(Items from a dataset)
● ● ● ● ● ● ●

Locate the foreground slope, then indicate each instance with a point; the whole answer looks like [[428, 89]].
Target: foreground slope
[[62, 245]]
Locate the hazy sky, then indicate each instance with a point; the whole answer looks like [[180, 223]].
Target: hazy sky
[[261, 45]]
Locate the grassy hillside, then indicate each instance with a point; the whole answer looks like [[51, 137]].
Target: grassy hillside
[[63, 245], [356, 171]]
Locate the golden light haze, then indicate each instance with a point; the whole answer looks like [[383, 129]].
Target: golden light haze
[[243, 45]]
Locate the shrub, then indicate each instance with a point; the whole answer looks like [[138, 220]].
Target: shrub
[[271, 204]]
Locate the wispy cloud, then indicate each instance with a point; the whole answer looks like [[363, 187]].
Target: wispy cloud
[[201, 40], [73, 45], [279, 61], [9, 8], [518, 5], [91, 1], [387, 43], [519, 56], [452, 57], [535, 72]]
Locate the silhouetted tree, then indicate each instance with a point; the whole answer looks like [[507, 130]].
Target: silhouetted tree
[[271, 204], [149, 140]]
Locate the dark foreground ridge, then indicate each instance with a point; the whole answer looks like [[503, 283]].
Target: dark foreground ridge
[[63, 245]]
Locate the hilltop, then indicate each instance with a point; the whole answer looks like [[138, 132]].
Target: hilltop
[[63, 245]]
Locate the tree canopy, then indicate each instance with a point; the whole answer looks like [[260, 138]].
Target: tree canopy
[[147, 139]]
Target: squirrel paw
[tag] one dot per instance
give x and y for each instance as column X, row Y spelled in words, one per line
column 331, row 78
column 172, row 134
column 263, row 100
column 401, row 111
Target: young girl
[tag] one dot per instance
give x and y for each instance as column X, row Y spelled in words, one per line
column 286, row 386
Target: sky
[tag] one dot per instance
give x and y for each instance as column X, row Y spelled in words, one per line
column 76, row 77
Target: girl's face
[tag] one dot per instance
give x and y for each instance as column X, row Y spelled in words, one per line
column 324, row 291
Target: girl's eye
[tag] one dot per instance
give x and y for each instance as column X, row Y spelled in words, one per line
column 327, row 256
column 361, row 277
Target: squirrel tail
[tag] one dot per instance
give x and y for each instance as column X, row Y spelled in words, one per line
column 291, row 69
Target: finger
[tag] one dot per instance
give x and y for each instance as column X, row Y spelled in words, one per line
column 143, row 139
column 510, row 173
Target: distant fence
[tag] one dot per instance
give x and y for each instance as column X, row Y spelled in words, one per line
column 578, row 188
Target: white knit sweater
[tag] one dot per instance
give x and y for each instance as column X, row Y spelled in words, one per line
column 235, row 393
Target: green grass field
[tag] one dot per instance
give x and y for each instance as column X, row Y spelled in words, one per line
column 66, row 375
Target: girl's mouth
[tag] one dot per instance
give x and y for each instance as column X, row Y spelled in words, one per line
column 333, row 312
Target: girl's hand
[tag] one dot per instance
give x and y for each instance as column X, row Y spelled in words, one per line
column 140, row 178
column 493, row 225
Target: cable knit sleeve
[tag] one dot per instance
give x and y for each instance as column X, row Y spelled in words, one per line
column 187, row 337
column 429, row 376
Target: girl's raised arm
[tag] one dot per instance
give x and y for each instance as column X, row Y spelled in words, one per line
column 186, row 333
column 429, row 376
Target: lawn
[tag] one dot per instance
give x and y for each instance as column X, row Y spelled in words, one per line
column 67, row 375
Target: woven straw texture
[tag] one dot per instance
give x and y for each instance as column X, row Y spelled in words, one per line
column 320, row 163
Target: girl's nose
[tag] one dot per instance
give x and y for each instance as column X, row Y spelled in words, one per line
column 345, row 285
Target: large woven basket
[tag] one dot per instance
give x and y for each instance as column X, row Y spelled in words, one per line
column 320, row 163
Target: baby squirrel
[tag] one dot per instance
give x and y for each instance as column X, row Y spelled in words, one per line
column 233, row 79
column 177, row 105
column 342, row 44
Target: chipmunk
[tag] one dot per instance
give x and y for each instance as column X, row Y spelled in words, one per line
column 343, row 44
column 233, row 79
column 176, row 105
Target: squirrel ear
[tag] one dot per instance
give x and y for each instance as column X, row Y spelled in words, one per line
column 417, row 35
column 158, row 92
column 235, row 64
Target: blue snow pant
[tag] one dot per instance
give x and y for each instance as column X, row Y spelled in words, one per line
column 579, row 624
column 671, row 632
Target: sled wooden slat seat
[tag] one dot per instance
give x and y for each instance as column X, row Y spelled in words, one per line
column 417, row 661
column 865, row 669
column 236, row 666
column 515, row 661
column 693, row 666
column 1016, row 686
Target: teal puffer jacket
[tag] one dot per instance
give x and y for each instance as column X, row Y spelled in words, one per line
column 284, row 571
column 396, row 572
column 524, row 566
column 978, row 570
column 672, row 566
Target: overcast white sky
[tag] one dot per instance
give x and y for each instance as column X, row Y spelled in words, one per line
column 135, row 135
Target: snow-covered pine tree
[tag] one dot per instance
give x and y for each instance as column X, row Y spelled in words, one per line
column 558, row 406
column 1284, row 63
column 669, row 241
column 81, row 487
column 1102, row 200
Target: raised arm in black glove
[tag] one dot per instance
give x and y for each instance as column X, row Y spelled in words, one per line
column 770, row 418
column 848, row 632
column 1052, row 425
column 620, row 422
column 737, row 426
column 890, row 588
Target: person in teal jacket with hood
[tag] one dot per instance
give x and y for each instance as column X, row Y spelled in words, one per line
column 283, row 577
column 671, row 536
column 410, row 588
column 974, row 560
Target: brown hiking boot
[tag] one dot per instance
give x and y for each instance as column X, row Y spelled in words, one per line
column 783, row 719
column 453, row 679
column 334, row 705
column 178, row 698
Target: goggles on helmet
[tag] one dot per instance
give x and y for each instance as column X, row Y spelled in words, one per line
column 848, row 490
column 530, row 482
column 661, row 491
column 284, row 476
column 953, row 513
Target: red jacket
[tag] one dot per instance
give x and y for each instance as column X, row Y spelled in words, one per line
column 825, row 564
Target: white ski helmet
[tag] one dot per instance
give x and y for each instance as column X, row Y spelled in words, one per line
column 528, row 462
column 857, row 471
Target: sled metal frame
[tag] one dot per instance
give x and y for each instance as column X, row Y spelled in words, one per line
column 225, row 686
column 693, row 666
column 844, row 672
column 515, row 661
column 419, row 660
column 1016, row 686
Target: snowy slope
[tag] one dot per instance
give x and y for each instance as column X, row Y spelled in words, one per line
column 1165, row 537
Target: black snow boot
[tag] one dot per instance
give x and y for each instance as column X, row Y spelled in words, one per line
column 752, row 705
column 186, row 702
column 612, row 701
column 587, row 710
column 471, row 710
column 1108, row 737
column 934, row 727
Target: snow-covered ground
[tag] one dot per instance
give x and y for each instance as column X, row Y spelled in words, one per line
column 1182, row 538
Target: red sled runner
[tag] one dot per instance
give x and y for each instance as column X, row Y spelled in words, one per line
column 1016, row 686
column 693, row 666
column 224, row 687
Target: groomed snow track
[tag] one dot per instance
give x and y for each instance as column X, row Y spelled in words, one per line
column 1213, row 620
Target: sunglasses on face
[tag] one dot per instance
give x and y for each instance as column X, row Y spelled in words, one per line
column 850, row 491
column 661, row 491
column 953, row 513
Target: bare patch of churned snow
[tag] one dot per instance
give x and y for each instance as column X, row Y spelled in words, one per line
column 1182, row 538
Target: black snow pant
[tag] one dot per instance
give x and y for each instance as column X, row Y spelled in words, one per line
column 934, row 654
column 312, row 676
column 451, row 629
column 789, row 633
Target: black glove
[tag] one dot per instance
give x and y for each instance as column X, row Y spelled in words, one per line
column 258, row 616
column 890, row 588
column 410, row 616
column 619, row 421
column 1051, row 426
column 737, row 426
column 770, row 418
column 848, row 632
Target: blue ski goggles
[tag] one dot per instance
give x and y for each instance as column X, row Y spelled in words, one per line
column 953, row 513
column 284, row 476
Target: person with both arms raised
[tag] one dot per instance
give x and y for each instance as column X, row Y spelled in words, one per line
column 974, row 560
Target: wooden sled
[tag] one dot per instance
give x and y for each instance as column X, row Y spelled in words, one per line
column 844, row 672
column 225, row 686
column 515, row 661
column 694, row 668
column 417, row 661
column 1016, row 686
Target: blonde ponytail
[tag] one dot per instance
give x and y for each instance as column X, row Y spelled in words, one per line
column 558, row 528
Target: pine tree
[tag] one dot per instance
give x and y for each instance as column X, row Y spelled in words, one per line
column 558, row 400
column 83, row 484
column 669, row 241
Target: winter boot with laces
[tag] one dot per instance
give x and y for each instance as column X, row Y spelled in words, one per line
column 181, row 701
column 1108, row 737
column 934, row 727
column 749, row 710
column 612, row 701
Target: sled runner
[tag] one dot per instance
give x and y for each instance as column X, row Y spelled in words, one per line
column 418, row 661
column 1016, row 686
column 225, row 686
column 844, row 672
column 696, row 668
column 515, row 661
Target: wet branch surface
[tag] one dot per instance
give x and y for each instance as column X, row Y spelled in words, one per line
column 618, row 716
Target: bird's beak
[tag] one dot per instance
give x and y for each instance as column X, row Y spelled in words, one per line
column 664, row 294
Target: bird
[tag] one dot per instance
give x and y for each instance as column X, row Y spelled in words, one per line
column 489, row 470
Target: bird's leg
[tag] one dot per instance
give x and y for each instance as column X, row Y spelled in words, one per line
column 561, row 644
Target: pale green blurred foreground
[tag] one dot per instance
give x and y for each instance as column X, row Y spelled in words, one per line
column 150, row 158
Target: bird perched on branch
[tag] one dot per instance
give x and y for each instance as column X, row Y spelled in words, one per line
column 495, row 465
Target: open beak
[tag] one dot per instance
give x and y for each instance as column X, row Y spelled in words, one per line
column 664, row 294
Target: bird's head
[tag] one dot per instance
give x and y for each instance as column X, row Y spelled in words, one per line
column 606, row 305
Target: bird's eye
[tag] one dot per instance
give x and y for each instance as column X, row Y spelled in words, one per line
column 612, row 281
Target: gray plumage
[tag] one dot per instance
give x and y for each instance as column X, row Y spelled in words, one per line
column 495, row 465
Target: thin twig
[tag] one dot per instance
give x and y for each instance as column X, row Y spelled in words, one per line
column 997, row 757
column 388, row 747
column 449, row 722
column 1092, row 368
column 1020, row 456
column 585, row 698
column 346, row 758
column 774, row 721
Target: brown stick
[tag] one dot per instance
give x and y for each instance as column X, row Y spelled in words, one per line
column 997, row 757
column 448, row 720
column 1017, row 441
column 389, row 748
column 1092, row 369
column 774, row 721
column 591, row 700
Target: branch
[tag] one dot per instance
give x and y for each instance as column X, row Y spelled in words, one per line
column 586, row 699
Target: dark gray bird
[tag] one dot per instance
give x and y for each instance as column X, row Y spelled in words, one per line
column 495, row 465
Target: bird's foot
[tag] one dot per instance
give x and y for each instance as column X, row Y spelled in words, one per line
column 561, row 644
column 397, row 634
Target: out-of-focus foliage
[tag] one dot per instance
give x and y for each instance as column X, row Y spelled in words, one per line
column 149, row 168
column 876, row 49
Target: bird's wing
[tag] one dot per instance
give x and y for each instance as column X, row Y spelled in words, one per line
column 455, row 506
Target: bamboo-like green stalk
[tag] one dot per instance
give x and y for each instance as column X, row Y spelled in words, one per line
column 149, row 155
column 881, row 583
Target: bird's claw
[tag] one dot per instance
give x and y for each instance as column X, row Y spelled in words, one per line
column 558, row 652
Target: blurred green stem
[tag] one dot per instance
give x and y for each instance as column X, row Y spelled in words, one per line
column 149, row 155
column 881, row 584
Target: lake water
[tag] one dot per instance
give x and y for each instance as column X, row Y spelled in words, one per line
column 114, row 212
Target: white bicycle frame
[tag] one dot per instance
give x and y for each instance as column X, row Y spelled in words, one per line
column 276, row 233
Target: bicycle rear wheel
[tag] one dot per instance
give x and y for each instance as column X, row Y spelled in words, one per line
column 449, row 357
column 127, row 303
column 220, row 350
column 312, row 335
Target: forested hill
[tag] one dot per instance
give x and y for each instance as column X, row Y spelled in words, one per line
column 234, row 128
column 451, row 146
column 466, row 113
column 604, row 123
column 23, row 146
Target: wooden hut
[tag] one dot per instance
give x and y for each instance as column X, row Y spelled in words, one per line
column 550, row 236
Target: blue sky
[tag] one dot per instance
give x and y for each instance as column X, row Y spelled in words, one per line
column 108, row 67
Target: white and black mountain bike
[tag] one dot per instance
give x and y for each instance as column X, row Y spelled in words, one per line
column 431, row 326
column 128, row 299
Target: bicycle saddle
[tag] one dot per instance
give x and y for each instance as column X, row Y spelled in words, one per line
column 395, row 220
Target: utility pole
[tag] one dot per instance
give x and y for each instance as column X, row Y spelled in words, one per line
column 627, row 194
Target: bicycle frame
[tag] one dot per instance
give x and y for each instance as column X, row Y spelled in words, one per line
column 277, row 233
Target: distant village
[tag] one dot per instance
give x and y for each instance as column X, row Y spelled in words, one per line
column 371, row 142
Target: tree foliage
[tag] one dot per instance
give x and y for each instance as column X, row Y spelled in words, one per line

● ● ● ● ● ● ●

▶ [WHAT THE TASK ASKS]
Give back the lines above exactly, from the one with "Target: tree foliage" through the last line.

▶ [RESPONSE TO THE EXERCISE]
Target: tree foliage
[tag] one dot per instance
give x and y for each instance as column X, row Y spelled in words, one per line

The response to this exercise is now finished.